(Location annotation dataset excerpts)
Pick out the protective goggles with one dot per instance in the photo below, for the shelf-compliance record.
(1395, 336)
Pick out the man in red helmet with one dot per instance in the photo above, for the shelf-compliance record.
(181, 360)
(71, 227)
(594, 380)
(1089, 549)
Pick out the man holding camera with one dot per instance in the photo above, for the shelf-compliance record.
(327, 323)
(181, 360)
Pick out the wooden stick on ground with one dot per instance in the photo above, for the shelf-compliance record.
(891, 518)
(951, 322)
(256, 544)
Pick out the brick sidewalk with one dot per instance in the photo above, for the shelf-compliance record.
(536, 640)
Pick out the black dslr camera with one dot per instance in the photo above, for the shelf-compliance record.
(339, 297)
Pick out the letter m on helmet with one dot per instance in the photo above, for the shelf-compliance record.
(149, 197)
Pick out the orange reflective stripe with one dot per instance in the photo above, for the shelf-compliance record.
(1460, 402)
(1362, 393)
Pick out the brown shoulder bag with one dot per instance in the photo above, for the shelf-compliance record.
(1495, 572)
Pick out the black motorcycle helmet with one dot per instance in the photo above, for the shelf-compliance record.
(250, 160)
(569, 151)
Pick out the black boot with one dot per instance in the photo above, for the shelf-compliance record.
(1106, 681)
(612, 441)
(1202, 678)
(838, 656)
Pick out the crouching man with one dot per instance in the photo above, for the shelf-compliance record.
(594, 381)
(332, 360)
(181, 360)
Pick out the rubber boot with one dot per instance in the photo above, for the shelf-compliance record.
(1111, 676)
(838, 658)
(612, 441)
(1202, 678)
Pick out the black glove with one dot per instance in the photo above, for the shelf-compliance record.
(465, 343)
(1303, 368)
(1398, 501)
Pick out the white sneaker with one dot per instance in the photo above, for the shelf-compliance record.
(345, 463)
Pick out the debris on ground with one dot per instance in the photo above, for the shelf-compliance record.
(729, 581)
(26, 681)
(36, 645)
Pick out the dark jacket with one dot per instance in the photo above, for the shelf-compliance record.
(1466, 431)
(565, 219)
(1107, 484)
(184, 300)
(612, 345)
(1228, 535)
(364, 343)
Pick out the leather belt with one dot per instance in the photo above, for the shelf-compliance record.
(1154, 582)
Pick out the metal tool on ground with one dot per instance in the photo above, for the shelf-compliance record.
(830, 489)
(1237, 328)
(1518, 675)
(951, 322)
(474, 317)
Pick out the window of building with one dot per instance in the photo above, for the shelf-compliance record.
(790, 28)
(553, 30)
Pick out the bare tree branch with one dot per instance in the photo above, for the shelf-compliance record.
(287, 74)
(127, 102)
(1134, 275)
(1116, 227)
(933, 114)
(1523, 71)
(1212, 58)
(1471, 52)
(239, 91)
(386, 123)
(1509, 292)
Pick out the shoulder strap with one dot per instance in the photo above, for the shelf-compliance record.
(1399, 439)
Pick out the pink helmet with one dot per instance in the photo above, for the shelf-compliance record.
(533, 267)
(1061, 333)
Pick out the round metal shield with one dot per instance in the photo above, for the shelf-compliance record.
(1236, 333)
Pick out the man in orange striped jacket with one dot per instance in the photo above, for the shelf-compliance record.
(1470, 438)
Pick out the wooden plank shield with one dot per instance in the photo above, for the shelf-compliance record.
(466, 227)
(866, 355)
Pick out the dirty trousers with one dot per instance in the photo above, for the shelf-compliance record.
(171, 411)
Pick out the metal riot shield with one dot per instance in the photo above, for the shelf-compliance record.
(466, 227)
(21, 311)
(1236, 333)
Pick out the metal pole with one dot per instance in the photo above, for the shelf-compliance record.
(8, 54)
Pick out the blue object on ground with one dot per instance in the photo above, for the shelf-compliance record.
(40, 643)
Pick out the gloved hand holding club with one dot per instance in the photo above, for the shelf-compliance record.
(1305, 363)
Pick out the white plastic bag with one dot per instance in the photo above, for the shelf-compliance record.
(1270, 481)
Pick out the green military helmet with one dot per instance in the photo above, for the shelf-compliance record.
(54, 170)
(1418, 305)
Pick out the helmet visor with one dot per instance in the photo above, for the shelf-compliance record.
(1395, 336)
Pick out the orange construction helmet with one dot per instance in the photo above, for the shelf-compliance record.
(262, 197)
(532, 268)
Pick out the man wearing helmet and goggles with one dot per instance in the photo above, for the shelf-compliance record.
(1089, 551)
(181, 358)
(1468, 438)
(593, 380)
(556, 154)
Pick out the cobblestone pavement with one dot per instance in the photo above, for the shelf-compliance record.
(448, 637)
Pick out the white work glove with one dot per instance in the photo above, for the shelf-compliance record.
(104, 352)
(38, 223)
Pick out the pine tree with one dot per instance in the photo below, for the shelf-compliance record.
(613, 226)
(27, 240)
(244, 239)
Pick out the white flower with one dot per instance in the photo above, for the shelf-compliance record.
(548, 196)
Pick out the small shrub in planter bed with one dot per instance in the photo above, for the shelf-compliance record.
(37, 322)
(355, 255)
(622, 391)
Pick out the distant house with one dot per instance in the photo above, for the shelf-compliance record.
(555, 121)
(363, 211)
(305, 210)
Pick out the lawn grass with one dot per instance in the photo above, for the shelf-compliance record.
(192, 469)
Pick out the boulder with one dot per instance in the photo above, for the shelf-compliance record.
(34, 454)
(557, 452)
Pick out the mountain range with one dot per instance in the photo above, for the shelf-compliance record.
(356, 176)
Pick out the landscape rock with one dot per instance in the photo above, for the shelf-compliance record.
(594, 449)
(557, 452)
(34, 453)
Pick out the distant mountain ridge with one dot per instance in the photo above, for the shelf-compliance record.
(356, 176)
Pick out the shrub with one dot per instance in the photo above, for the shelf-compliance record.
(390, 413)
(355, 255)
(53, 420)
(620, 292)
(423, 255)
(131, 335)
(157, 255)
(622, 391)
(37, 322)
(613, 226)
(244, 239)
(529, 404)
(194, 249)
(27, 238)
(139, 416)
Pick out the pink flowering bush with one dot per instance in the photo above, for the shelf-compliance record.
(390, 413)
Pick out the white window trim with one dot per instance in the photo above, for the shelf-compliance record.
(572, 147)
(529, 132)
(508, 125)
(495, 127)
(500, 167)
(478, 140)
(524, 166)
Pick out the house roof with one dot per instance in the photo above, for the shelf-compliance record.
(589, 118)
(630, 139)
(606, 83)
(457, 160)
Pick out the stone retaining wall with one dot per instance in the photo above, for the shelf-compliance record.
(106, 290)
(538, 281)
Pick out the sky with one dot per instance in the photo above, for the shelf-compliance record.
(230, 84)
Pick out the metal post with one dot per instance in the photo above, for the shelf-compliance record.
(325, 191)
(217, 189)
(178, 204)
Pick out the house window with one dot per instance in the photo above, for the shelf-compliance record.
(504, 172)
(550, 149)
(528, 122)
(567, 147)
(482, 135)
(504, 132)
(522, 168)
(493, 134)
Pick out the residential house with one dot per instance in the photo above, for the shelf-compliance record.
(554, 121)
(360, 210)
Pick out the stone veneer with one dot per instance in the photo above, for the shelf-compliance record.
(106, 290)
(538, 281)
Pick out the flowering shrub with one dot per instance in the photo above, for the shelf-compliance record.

Instructions for the task: Every record should be repeated exactly; please leave none out.

The reply:
Pick out the protective goggles with one dot per instance in the photo below, for the shelf-compliance record.
(1395, 336)
Pick out the man in red helmet with one dot per instance in the photo above, for the shelf-compliance record.
(181, 360)
(71, 227)
(594, 380)
(1089, 549)
Pick out the man holding camera with one dot per instance in the photo above, for the shelf-compliance record.
(327, 323)
(181, 360)
Pick out the wooden stick on ground with one dot per instance in the photo above, for the shelf-compliance record.
(891, 518)
(951, 322)
(256, 544)
Pick out the brick sidewalk with one dot per instance in the photo above, for the shelf-compliance record.
(536, 640)
Pick out the black dslr camera with one dot per instance in the photo above, for the shelf-compliance record.
(339, 297)
Pick out the letter m on helmet with one dot per instance in the photo above, for the shelf-compliance record.
(149, 197)
Pick out the orange reflective stripe with one dot per instance in the photo above, for the shelf-compliance record.
(1460, 402)
(1362, 393)
Pick out the brown shoulder bag with one dot per instance in the photo above, for the shelf-compliance record.
(1495, 572)
Pick out the black motorcycle helmet with one dot per instance in the photo above, for the shelf-compliance record.
(250, 160)
(569, 151)
Pick out the black boot with one dot per instance in the photo above, for the shelf-compliance record.
(1106, 681)
(612, 441)
(1202, 678)
(838, 656)
Pick out the crouching man with one dot per instance in the photo above, for the shelf-compliance record.
(594, 381)
(332, 360)
(181, 360)
Pick out the rubber boot with one dot per instance in the photo above, for the shelf-compliance record.
(1111, 676)
(838, 658)
(612, 441)
(1202, 678)
Pick out the black glove with one dot per instance in the photo above, for the shelf-compliance record.
(465, 343)
(1303, 368)
(1398, 501)
Pick out the white sneaker with one dot per instance in the photo above, for the shelf-compliance record.
(345, 463)
Pick out the debris on ground with one dot per instance in the photo above, for the shelf-compliance record.
(729, 581)
(26, 681)
(36, 645)
Pick out the dark jacket with one dot per instance in the photo above, for the shelf-compliance record.
(1466, 431)
(565, 219)
(1107, 484)
(184, 300)
(612, 345)
(1228, 535)
(364, 343)
Pick out the leather belt with one dot per instance in the photo above, for the shelf-compliance record.
(1154, 582)
Pick out the metal tool on ground with one dot per instance in the photo above, for the shelf-compliance record.
(830, 489)
(1237, 328)
(1518, 675)
(951, 322)
(474, 317)
Pick out the window of building with one dot per instance in the photo above, for the shelf-compliance record.
(790, 28)
(553, 30)
Pick out the bare tree branch with one dot per instance in the photo above, for the shelf-compliance record.
(287, 74)
(127, 102)
(1134, 275)
(1116, 227)
(933, 114)
(1523, 71)
(1212, 58)
(1471, 52)
(239, 91)
(386, 123)
(1509, 292)
Pick out the shoulder strap with one dot per instance in the photo above, for the shelf-compliance record.
(1399, 439)
Pick out the pink helmet with one dot per instance in the photo above, for the shelf-compliance record.
(533, 267)
(1061, 333)
Pick out the round metal shield with one dot per instance in the photo above, for the shelf-compliance record.
(1236, 333)
Pick out the man in orange striped jacket with one dot per instance in the photo above, for the shelf-compliance record.
(1470, 438)
Pick out the wooden plank shield with one dot per instance in the photo above, for the shelf-compliance record.
(466, 227)
(866, 355)
Pick out the dirty trousers with one dot per instance in the photo above, for the shelf-compliance record.
(171, 411)
Pick out the metal riot shield with one dot per instance in the photo above, for the shelf-compliance record.
(466, 227)
(21, 311)
(1236, 333)
Pick out the metal pole with one dot per instance in the photo above, for the shelf-compliance record.
(8, 54)
Pick out the blue object on ground with one dot per instance in the photo above, for the shelf-compliance record.
(40, 643)
Pick out the gloved hand holding club with one dot per instance in the photo above, for the shelf-compliance record.
(1305, 363)
Pick out the white plastic bag with one dot per instance in the photo above, for the shelf-compliance record.
(1270, 481)
Pick out the green military helmet with one dot per instance in the photo above, for the shelf-compliance record.
(54, 170)
(1418, 305)
Pick out the helmet visor with one dot per instance in the photo above, for the shelf-compliance record.
(1395, 336)
Pick out the orange construction helmet with one dot per instance in the photo above, for the shelf-compliance record.
(262, 197)
(532, 268)
Pick out the man wearing helmet and goggles with one dot per instance in the photo above, for the shelf-compliance record.
(1089, 551)
(181, 358)
(1468, 438)
(593, 380)
(556, 154)
Pick out the cobblestone pavement with one dot per instance in the photo above, for the shelf-compliance record.
(448, 637)
Pick out the white work glove with one dot per instance in the photo above, for the shelf-compliance record.
(104, 352)
(38, 223)
Pick out the pine tree with one dot per instance in the photo below, for the shelf-compliance record.
(613, 226)
(27, 240)
(244, 239)
Pick out the white flower with one dot per instance in the photo above, for the shelf-compliance record.
(548, 196)
Pick out the small shrub in planter bed with one dot per instance in the photo above, for the shelf-compliance record.
(37, 322)
(355, 255)
(622, 391)
Pick out the distant house with one dot per instance in the photo above, for the shelf-compliance record.
(555, 121)
(363, 211)
(305, 210)
Pick out the lawn grass with one dot per instance in the photo above, for the shelf-compliance record.
(192, 469)
Pick out the boulder with one dot per instance in the photo above, for the shelf-compliance record.
(34, 454)
(557, 452)
Pick out the mountain range with one dot per instance in the photo above, for the shelf-compliance record.
(356, 176)
Pick out the landscape rock with one dot per instance in the photo above, for the shelf-compliance record.
(594, 449)
(557, 452)
(34, 453)
Pick out the distant mountain ridge with one dot per instance in the photo above, for the shelf-compliance record.
(356, 176)
Pick out the shrub with one dot per instance in the photo above, for the shelf-compliance record.
(390, 413)
(355, 255)
(53, 420)
(620, 292)
(423, 255)
(131, 335)
(157, 255)
(622, 391)
(37, 322)
(613, 226)
(244, 239)
(529, 404)
(194, 249)
(27, 238)
(139, 416)
Pick out the pink flowering bush with one dot per instance in the photo above, for the shelf-compliance record.
(390, 413)
Pick out the white window trim with one dot per instance in the photo above, for the shelf-compliance record.
(572, 147)
(529, 132)
(508, 125)
(495, 127)
(500, 167)
(478, 140)
(524, 166)
Pick out the house roof with one dot per instance in the photo above, for the shelf-compliance record.
(589, 118)
(630, 139)
(606, 83)
(457, 160)
Pick out the stone retaining wall with one dot per instance in the photo above, for the shelf-compliance record.
(106, 290)
(538, 281)
Pick out the sky with one dot per instance in the photo above, for the shelf-compliance record.
(230, 84)
Pick out the metal post with one dot per instance in the photo above, for the shelf-compliance record.
(325, 191)
(217, 189)
(178, 204)
Pick out the house window with one dot per instance in the photo above, for the shelf-compliance record.
(504, 172)
(550, 149)
(528, 122)
(567, 147)
(482, 135)
(504, 132)
(522, 168)
(493, 134)
Pick out the residential house with one dot per instance in the photo above, for the shelf-compliance record.
(554, 121)
(360, 210)
Pick out the stone veneer with one dot per instance in the photo above, for the shelf-compliance record.
(106, 290)
(538, 281)
Pick out the flowering shrub with one dot per instance in the photo above, for the shelf-compliance record.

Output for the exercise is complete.